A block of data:
BEGIN
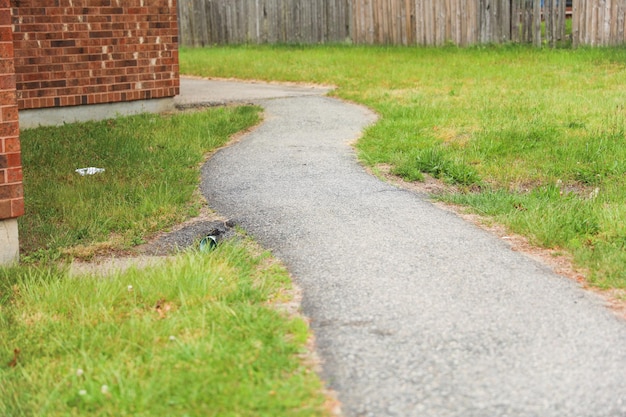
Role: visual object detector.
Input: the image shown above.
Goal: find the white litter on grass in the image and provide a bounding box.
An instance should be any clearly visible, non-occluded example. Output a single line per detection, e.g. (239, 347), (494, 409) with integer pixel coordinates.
(76, 167), (104, 176)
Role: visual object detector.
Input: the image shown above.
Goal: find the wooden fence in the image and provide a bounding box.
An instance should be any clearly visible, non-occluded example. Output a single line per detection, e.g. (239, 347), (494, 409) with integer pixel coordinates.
(178, 0), (350, 46)
(178, 0), (626, 46)
(572, 0), (626, 46)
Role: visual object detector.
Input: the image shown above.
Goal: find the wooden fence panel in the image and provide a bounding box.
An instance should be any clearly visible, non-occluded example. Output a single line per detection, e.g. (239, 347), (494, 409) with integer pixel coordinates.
(177, 0), (626, 46)
(572, 0), (626, 46)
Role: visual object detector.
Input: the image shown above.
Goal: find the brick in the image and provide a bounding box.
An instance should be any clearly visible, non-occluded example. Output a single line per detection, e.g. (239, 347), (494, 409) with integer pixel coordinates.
(5, 152), (22, 168)
(0, 198), (13, 220)
(11, 197), (25, 219)
(1, 106), (18, 122)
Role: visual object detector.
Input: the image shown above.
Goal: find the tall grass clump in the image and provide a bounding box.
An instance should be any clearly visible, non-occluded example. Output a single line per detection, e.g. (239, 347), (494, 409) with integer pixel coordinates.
(181, 45), (626, 288)
(0, 243), (325, 417)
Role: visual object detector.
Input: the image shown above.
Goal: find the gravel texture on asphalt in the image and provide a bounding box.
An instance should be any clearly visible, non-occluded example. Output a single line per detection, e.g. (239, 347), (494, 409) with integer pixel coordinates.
(181, 80), (626, 417)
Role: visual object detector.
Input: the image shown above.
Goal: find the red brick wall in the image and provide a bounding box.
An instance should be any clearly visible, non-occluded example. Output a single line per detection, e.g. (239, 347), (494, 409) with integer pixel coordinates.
(0, 0), (24, 220)
(10, 0), (179, 109)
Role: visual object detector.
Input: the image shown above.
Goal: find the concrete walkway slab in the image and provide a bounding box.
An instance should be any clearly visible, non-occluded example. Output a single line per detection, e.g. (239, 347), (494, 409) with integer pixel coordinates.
(182, 76), (626, 417)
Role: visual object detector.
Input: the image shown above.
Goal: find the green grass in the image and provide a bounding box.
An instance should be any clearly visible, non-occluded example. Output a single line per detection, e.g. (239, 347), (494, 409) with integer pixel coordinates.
(180, 46), (626, 288)
(0, 107), (328, 417)
(19, 107), (259, 260)
(0, 243), (324, 417)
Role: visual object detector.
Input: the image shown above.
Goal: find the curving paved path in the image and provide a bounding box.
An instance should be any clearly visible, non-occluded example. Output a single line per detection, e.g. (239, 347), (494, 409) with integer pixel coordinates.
(179, 80), (626, 417)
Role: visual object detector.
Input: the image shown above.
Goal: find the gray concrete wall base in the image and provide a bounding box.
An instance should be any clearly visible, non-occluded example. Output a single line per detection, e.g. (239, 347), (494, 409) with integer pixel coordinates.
(19, 97), (175, 130)
(0, 219), (20, 265)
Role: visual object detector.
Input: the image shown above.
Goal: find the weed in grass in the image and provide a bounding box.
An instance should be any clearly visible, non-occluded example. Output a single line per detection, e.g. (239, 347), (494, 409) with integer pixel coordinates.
(0, 244), (324, 416)
(392, 148), (480, 186)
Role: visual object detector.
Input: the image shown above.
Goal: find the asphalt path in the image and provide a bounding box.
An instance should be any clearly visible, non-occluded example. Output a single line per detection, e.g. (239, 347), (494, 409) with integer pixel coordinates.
(179, 79), (626, 417)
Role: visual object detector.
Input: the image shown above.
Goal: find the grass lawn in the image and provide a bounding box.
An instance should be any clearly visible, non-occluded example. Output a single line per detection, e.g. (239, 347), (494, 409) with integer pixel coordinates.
(0, 107), (329, 417)
(180, 46), (626, 289)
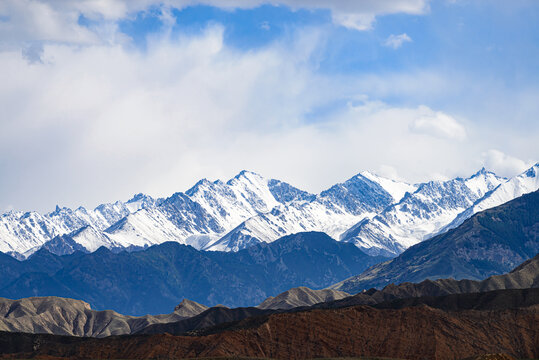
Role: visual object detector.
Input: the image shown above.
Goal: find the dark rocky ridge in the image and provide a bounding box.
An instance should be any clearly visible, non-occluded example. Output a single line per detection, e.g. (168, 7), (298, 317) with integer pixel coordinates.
(0, 232), (384, 315)
(0, 289), (539, 360)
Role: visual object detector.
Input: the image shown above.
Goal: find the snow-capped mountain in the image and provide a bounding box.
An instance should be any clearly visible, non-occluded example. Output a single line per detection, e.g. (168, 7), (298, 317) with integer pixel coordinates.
(0, 194), (158, 254)
(0, 164), (538, 258)
(443, 163), (539, 231)
(206, 172), (415, 251)
(102, 171), (309, 249)
(340, 169), (505, 256)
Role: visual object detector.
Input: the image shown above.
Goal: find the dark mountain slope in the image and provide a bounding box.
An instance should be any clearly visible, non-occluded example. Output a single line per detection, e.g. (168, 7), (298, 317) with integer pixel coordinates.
(332, 191), (539, 293)
(0, 289), (539, 360)
(0, 232), (383, 315)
END
◆ Exercise requirements ◆
Rewrite all the records above with every "visual object detector" swapped for "image object locator" and nothing else altered, omitting the pictures.

◆ Answer to this task ◆
Role: image object locator.
Input: the image shown above.
Goal: find the white litter on grass in the image and provide a bounding box.
An instance should be any clearly visible, non-occluded example. Output a single line per detection, e.g. (239, 347), (494, 409) with integer pixel coordinates.
(76, 167), (104, 176)
Role: image object locator.
Input: the image shown above.
Goal: find the wooden fence in the image and provide a bounding box.
An instance should be any clearly visible, non-occluded example. Output a single line per detection, e.g. (239, 347), (494, 409) with integer pixel coordinates.
(178, 0), (350, 46)
(178, 0), (626, 46)
(572, 0), (626, 46)
Role: image object locator.
Input: the image shown above.
Goal: find the wooden fence panel in the image and provide a bounding box.
An instance should be any clearly visible, non-occluded example. Output a single line per detection, e.g. (239, 347), (494, 409) with integer pixel coordinates.
(177, 0), (626, 46)
(572, 0), (626, 46)
Role: image object locator.
Input: the image shown above.
Goal: find the brick in the image and provide a bounding box.
An instance should be any clearly visible, non-occluded example. Output a single line per detection, e.g. (239, 347), (494, 409) with integer pixel coordinates.
(5, 152), (22, 168)
(0, 198), (13, 220)
(11, 197), (25, 219)
(1, 106), (18, 122)
Role: image object locator.
Input: the image shown above.
Goal: find the tall grass clump in the image and provide a bounding box.
An instance should be any clearly visible, non-occluded example. Output a single line per detection, e.g. (239, 347), (494, 409) with integer pixel coordinates.
(181, 45), (626, 288)
(0, 243), (325, 417)
Role: image object locator.
Input: the image shown above.
Goal: find the gravel texture on asphalt in the image and provide a bounding box.
An instance should be any clearly visible, non-occluded example. Output a single line per detection, e.g. (239, 347), (494, 409) with integer pixel coordinates.
(181, 80), (626, 417)
Role: image object locator.
Input: the image shown above.
Goal: find the red brick wall in the image and provide a bounding box.
An instance should be any clearly visible, non-occluded example. Output a single line per detection, e.g. (239, 347), (494, 409) with integer pixel coordinates.
(0, 0), (24, 220)
(10, 0), (179, 109)
Role: image object locator.
Input: the image shown above.
Goal: find the concrete walkway slab in the image and provide a bounding box.
An instance should be any clearly visible, non-occluded example. Output a single line per detection, e.g. (239, 347), (494, 409) with integer pixel coordinates.
(182, 76), (626, 417)
Role: image object locator.
Input: the image shown above.
Goal: find the green grass in the image and provide a bounding box.
An instance should be any clearly visible, non-occluded example. Output a single line per detection, e.g. (239, 347), (494, 409) with integer pixel coordinates.
(180, 46), (626, 288)
(0, 107), (328, 417)
(19, 107), (259, 260)
(0, 243), (324, 417)
Role: image object locator.
Input: the image shown above.
Goal: find the curving paved path in the image and provide a bounding box.
An instance should be any clearly visible, non-occluded example. Output a single line per detection, e.g. (239, 347), (494, 409) with integer pixel coordinates.
(179, 80), (626, 417)
Role: image object locator.
Input: the image shown above.
Goal: find the gray concrete wall base in the image and provide a bounding box.
An instance should be any clearly visible, non-occluded example. Output a single line per detection, e.g. (239, 347), (494, 409) with integer pixel coordinates.
(19, 97), (175, 130)
(0, 219), (20, 265)
Role: image object locator.
Input: the image shown above.
Goal: find the weed in grass in the image and provide a bounding box.
An instance should be any clearly visible, non-occluded example. Output a single line per detection, e.g. (239, 347), (494, 409) with integer pixel coordinates.
(0, 244), (324, 416)
(392, 148), (480, 186)
Role: image object locator.
Input: the image shown above.
Goal: find the asphalt path in the image and provide a bounding box.
An instance should be any clearly visible, non-occluded example. Output a single line per detection, e.g. (239, 347), (494, 409) with integer pixel coordinates.
(179, 79), (626, 417)
Role: image object locator.
Input: the image shown above.
Goal: find the grass lawn in the image and provide a bounding box.
An instance should be any clearly visible, non-occluded example. Output a single line per detection, e.g. (239, 347), (494, 409) with integer pixel coordinates.
(0, 107), (329, 417)
(180, 46), (626, 289)
Role: image object locator.
Input: the image shown above.
Goal: find the dark rocky ridge in the image and provide a bounding box.
An instance should be any clearly visible, non-occluded example. Output a single line per detection, e.g. (168, 7), (298, 317) with integer pixel coordinates.
(0, 232), (384, 315)
(0, 289), (539, 360)
Role: image object locator.
Input: the image shown above.
Goal: find the snow-capped mountain in the image and provide a bounding box.
An instance should be any clearly visible, non-occluded example. Output a single line per detection, e.g. (168, 7), (298, 317) with integer pixel coordinates.
(0, 194), (158, 254)
(0, 164), (538, 258)
(443, 163), (539, 231)
(206, 172), (415, 251)
(102, 171), (309, 249)
(340, 169), (505, 256)
Role: image object locator.
Input: the image shown above.
Goal: find the dark mountain slope in the image and provide a bounding box.
An instance should be any clearly visible, non-occluded example. Output a single line per detection, e.g. (168, 7), (298, 317) with integer pixel coordinates.
(332, 191), (539, 293)
(0, 289), (539, 360)
(0, 232), (383, 315)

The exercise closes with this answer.